Natural language region descriptions:
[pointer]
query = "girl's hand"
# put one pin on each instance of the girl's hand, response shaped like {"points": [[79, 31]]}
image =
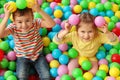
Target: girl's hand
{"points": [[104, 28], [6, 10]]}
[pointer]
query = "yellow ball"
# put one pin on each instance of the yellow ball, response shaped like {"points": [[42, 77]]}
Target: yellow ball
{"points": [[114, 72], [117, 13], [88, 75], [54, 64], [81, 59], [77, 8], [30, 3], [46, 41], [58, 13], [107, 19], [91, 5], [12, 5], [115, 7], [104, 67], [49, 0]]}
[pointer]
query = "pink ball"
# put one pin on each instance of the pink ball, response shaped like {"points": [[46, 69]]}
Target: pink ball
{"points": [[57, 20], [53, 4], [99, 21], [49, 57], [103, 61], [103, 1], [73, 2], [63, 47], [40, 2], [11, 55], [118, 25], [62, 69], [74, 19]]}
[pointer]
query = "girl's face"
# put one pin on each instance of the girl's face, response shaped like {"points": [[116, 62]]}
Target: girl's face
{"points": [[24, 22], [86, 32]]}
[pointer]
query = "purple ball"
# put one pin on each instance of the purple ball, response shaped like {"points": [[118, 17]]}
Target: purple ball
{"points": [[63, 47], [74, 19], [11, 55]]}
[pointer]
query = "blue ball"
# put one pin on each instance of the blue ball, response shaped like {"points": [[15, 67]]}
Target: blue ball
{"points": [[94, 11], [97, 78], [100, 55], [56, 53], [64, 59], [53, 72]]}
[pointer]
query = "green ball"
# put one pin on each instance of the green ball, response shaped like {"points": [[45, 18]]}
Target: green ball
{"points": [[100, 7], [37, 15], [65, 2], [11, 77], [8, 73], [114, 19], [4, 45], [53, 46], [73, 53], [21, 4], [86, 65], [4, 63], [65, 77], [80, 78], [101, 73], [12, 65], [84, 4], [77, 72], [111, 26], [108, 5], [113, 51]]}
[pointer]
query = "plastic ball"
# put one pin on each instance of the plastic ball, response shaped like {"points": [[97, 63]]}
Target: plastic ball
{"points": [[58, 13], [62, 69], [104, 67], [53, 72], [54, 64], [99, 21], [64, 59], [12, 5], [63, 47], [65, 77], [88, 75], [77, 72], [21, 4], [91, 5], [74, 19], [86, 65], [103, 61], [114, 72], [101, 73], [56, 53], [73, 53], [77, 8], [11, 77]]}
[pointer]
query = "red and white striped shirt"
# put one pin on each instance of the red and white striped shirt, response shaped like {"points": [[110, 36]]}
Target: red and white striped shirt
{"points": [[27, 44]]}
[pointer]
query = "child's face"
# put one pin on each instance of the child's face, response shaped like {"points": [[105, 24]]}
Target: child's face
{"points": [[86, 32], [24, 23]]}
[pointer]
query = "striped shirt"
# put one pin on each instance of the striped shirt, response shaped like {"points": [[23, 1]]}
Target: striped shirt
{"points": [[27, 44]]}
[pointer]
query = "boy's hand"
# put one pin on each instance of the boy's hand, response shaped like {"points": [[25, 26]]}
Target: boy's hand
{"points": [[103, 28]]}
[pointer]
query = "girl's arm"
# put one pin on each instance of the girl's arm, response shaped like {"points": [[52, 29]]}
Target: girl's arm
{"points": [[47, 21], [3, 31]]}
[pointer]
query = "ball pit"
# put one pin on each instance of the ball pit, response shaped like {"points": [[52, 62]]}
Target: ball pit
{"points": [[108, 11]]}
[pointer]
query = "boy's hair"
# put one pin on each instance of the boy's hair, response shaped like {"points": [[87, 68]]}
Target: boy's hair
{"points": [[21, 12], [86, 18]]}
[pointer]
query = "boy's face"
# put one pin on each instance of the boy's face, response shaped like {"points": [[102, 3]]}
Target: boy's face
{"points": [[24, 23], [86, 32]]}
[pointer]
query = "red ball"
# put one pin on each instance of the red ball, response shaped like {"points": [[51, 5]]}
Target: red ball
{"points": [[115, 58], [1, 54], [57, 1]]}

> **Activity**: Every line above is to be returned exactly, with its pictures removed.

> **Final answer**:
[pointer]
query = "girl's hand"
# put one pin on each instance of the girl's hand, response shaped like {"points": [[79, 31]]}
image =
Target: girl's hand
{"points": [[104, 28], [6, 10]]}
[pointer]
query = "yellow ball"
# put one pin on each instance of the yellow ball, response shaped like {"points": [[42, 77]]}
Target: yellow ball
{"points": [[114, 72], [117, 13], [88, 75], [54, 64], [81, 59], [77, 8], [30, 3], [46, 41], [58, 13], [107, 19], [91, 5], [12, 5], [115, 7], [104, 67], [49, 0]]}
[pointer]
query = "pink ball"
# put one pin on each instance of the pink ball, response shaped like {"points": [[46, 69]]}
Target: pink ball
{"points": [[57, 20], [53, 4], [99, 21], [49, 57], [103, 61], [103, 1], [73, 2], [63, 47], [40, 2], [11, 55], [118, 25], [62, 69], [74, 19]]}
[pointer]
query = "girl's face"
# put one pin on each instance of the girl's face, response shaped like {"points": [[116, 62]]}
Target: girl's face
{"points": [[24, 22], [86, 32]]}
[pointer]
query = "purple ball"
# put one pin on each instance of the purple ball, response shaped like {"points": [[118, 17]]}
Target: purple ball
{"points": [[63, 47], [74, 19], [11, 55]]}
[pointer]
query = "blue ball"
# put one pin on each instance of the blue ball, response shaped like {"points": [[15, 67]]}
Target: blue ball
{"points": [[94, 11], [97, 78], [100, 55], [56, 53], [64, 59], [53, 72]]}
[pointer]
query = "green ball"
# put one pin on each instance of the green ball, response shaped like {"points": [[45, 18]]}
Target: green ball
{"points": [[100, 7], [37, 15], [65, 2], [11, 77], [8, 73], [114, 19], [4, 45], [53, 46], [73, 53], [21, 4], [86, 65], [4, 63], [65, 77], [80, 78], [101, 73], [12, 65], [84, 4], [77, 72], [111, 26], [108, 5], [113, 51]]}
[pointer]
query = "plastic ball"
# put one pin on each instance of the plastic ball, response shaped like {"points": [[97, 63]]}
Target: plastic ball
{"points": [[58, 13], [62, 69], [104, 67], [53, 72], [54, 64], [99, 21], [64, 59], [12, 5], [63, 47], [65, 77], [88, 75], [77, 72], [21, 4], [91, 5], [74, 19], [86, 65], [103, 61], [114, 72], [101, 73], [56, 53], [73, 53], [77, 8], [11, 77]]}
[pointer]
query = "red and white striped shirt"
# put one pin on each instance of the red and white striped shirt, response shaped like {"points": [[110, 36]]}
Target: red and white striped shirt
{"points": [[27, 44]]}
[pointer]
query = "child's face"
# put one pin on each instance of the child's face, response shaped like {"points": [[105, 24]]}
Target: child's face
{"points": [[86, 32], [24, 23]]}
[pointer]
query = "striped shirt"
# put one pin on each instance of the striped shirt, response shaped like {"points": [[23, 1]]}
Target: striped shirt
{"points": [[27, 44]]}
[pointer]
query = "boy's hand"
# put one pin on each instance of the boy's hand, response shaped like {"points": [[25, 26]]}
Target: boy's hand
{"points": [[103, 28]]}
[pointer]
query = "girl's arm"
# put one pin on each instance of the girl's arm, response shaped like {"points": [[52, 29]]}
Target: girl's arm
{"points": [[47, 21], [3, 31]]}
[pointer]
query = "ball pit"
# put one pin on each instance of the ball pit, response shaped like {"points": [[52, 62]]}
Target: ball pit
{"points": [[108, 11]]}
[pointer]
query = "boy's hair"
# put one pin on each instance of the boy's hair, response shaped like {"points": [[87, 68]]}
Target: boy's hair
{"points": [[21, 12], [86, 18]]}
[pointer]
query = "boy's face"
# put one pin on each instance of the boy's face, response shaped like {"points": [[102, 3]]}
Target: boy's face
{"points": [[24, 23], [86, 32]]}
[pointer]
query = "red ball"
# put one pin on each instance of the red ball, response shaped like {"points": [[51, 5]]}
Target: red ball
{"points": [[115, 58], [1, 54], [57, 1]]}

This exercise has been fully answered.